MATERIAL PROVIDED:
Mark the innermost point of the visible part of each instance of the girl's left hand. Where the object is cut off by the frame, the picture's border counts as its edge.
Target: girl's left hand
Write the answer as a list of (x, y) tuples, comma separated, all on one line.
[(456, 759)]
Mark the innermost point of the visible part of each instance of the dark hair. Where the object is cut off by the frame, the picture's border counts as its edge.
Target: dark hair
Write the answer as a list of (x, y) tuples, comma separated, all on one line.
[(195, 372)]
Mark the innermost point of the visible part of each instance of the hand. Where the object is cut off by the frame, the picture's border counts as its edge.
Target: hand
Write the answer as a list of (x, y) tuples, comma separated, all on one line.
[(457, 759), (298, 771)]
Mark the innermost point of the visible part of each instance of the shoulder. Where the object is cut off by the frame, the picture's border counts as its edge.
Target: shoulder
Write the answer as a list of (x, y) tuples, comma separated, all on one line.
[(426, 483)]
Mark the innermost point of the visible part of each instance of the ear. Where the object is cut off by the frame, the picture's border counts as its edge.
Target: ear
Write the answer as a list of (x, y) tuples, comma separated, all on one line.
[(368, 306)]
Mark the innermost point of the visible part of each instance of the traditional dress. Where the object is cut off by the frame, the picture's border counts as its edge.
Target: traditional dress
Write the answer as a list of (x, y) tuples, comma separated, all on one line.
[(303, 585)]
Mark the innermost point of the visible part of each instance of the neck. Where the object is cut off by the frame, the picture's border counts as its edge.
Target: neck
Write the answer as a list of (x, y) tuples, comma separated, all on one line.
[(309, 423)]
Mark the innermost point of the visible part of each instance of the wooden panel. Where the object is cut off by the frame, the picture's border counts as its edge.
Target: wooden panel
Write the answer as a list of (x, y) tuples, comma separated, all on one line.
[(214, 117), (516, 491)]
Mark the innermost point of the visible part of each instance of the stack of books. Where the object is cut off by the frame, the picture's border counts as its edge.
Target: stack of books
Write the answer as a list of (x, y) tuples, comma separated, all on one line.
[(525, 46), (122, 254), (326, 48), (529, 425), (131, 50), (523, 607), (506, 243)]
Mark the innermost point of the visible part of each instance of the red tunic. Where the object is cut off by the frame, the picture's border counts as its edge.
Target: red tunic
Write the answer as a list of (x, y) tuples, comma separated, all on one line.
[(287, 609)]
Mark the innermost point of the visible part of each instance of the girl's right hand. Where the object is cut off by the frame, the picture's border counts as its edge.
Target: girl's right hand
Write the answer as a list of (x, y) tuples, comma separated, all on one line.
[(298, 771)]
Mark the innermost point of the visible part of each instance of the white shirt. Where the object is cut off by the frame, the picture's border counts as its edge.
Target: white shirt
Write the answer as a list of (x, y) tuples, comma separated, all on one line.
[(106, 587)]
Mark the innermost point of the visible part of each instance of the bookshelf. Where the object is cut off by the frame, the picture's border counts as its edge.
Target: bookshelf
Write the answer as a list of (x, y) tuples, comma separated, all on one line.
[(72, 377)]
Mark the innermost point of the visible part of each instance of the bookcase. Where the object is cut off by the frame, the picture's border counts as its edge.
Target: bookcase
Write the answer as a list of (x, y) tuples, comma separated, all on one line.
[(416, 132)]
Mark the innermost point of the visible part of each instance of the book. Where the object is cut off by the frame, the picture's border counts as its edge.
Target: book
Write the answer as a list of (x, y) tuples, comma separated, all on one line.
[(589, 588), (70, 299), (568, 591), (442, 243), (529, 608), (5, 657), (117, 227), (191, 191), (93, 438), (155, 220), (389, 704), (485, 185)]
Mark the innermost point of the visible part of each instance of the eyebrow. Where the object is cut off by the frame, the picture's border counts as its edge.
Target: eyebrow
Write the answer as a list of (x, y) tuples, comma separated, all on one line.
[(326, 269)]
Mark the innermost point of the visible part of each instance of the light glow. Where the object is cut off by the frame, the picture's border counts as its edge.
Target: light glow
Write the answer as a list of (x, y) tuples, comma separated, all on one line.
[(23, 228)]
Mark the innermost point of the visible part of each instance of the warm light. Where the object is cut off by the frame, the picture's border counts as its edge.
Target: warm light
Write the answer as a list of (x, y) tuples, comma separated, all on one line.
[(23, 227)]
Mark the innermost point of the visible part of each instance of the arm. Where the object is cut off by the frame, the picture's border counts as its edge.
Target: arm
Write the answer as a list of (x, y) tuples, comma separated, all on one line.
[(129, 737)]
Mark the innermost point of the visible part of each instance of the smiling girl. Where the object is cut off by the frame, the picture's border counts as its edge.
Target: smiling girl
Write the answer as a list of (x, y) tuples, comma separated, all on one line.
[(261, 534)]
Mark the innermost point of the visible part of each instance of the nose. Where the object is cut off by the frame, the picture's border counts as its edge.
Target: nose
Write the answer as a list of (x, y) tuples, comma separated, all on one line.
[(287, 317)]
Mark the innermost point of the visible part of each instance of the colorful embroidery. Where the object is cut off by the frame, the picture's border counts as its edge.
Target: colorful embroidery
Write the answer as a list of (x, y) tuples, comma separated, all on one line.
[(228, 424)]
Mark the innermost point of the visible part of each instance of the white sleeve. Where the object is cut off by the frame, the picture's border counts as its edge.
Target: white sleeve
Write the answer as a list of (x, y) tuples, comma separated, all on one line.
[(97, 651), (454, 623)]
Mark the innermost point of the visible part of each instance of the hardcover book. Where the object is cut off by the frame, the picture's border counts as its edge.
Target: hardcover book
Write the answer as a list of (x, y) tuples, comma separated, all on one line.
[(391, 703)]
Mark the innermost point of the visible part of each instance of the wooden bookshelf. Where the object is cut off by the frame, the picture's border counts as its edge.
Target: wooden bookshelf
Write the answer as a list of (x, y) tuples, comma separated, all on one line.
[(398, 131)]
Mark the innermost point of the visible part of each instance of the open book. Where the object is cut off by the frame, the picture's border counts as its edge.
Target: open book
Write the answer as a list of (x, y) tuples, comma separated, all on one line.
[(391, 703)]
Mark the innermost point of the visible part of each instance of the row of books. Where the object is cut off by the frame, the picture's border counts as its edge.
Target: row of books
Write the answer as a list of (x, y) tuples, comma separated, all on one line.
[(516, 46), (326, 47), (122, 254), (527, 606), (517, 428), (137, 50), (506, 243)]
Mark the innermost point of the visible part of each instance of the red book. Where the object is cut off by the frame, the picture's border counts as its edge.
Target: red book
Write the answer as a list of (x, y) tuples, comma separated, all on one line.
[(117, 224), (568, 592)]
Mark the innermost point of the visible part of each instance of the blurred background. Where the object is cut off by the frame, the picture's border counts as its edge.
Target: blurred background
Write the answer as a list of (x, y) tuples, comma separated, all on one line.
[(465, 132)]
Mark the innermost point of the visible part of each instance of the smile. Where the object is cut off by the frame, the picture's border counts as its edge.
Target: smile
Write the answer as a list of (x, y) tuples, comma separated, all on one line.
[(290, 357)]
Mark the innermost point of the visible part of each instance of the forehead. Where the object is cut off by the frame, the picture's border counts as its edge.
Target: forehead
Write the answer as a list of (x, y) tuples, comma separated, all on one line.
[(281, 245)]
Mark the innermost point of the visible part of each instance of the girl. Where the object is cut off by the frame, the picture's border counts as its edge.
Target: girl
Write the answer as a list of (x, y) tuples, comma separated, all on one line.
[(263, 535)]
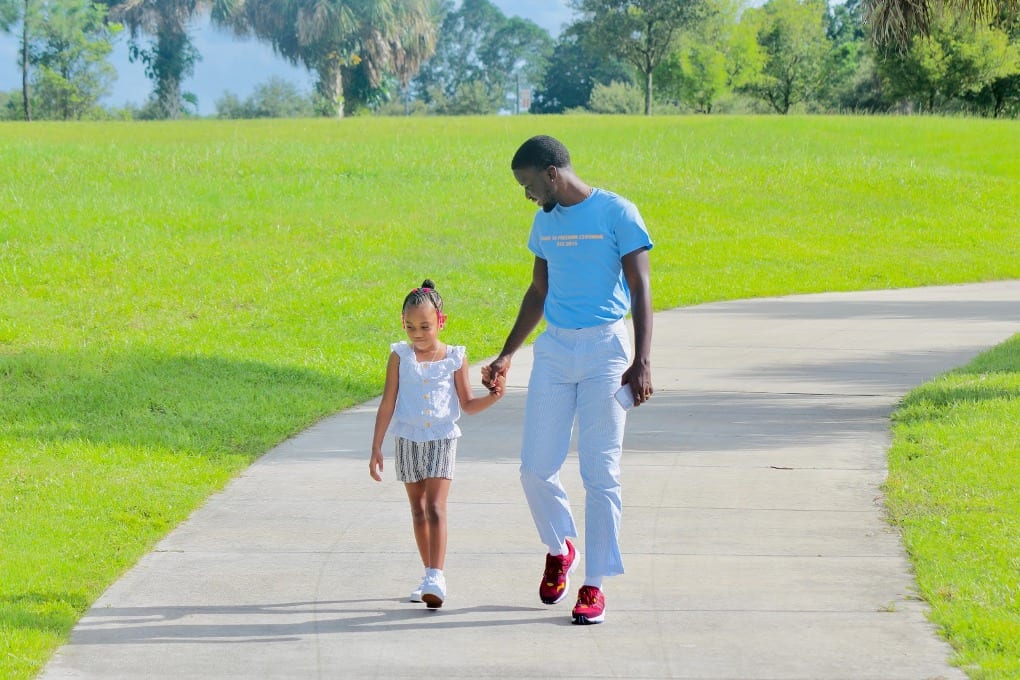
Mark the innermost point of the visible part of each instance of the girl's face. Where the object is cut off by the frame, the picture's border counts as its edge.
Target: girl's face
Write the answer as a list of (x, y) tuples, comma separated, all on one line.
[(421, 325)]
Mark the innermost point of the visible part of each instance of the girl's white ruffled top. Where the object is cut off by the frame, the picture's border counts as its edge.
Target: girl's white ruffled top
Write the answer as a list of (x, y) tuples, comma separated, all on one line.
[(427, 407)]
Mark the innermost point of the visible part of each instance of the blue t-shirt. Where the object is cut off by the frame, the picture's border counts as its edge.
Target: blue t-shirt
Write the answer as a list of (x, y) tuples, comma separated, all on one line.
[(584, 245)]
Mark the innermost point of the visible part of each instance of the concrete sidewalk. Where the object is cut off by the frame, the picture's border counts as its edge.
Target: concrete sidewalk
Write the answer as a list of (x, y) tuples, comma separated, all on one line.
[(753, 529)]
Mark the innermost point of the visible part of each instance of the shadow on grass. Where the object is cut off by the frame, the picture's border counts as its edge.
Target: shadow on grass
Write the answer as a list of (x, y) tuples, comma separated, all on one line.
[(207, 406)]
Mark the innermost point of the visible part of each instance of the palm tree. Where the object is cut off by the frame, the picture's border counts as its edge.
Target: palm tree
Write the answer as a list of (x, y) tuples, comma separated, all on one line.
[(171, 57), (897, 20), (336, 38)]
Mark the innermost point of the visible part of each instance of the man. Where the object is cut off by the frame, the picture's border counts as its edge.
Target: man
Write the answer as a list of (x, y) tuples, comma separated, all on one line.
[(591, 268)]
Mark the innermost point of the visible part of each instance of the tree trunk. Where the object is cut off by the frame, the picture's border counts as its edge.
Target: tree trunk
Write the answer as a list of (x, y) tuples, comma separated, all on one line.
[(26, 90), (648, 92)]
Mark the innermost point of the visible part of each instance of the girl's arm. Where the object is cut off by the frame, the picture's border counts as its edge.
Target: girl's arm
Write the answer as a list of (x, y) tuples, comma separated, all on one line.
[(385, 415), (470, 404)]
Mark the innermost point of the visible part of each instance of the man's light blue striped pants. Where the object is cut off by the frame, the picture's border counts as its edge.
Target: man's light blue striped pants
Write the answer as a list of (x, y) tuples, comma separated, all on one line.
[(574, 375)]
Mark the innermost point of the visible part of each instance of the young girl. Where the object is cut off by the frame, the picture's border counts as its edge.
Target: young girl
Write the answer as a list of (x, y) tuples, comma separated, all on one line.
[(426, 388)]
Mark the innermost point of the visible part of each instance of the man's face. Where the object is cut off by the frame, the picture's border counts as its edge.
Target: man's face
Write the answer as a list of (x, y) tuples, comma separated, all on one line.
[(539, 186)]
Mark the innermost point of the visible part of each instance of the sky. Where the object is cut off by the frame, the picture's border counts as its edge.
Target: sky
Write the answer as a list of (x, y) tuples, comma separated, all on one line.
[(237, 65)]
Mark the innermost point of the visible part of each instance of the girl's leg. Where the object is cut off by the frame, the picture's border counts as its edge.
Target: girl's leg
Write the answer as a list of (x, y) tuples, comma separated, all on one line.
[(416, 495), (437, 489)]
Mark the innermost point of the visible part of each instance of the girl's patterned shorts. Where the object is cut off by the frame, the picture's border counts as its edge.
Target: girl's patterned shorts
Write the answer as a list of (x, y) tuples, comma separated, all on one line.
[(421, 460)]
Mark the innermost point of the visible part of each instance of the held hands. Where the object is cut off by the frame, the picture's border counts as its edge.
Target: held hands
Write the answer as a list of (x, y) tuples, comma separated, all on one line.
[(496, 386), (639, 376), (375, 465), (492, 373)]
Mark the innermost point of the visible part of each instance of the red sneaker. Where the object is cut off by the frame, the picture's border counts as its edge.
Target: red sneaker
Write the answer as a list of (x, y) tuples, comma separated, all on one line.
[(591, 607), (554, 581)]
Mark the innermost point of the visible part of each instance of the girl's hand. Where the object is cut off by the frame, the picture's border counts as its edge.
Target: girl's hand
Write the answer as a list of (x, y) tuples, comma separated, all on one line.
[(375, 466), (498, 385)]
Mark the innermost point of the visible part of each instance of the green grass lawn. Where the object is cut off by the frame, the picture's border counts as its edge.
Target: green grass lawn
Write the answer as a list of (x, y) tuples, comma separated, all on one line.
[(954, 475), (177, 298)]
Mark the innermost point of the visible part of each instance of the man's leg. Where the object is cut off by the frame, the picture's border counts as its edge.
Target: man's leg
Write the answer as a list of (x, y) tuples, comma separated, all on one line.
[(549, 418)]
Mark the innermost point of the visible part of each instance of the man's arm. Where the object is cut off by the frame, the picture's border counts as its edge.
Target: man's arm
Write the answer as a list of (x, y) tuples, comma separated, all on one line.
[(531, 309), (638, 272)]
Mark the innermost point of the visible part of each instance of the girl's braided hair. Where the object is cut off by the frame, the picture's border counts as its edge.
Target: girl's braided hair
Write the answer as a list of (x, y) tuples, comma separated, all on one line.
[(425, 293)]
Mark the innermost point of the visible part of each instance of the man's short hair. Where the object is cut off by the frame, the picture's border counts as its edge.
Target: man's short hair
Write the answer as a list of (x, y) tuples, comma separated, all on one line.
[(541, 152)]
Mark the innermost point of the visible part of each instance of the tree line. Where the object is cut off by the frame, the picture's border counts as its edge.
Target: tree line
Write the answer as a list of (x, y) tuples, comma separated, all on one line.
[(467, 57)]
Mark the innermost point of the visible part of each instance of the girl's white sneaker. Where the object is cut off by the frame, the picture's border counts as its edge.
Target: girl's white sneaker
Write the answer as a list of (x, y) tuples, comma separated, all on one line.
[(434, 591), (416, 593)]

JOB: Convert the data above, starting at the line that contains "the girl's face." and ending at the line that contains "[(753, 529)]", into a Markdown table with a column named Row for the row number and a column named Line for the line, leaving out any blank lines.

TASK SOLUTION:
| Row | Line |
|---|---|
| 1 | Mark the innermost point of the visible part of each instance of the girl's face. Where the object is cut off by the frame, the picture's border counts as its edge. |
| 2 | Target: girl's face |
| 3 | Write the answer as a list of (x, y) tuples, comma separated, all on one line. |
| 4 | [(421, 325)] |
| 5 | Mark the innermost point of the visible part of each instance of the girl's white ruffled top. Where the object is cut off by the frame, the picture's border counts as its edge. |
| 6 | Target: girl's white ruffled top |
| 7 | Write the answer as a list of (x, y) tuples, comma separated, all on one line. |
| 8 | [(427, 407)] |
| 9 | Mark the innermost point of the visible part of each instance of the blue t-shirt. Where the object is cut off by the frame, the picture's border counts as its edge. |
| 10 | Target: blue t-shirt |
| 11 | Write the answer as a list of (x, y) tuples, comma separated, all on one line. |
| 12 | [(584, 245)] |
| 13 | Mark the innermost point of the visible part of each instance of the concrete sidewalk. Where the object is cut off by the frame, the picture's border counts as its edge. |
| 14 | Target: concrete sidewalk |
| 15 | Write the answer as a list of (x, y) tuples, comma separated, all on one line. |
| 16 | [(753, 529)] |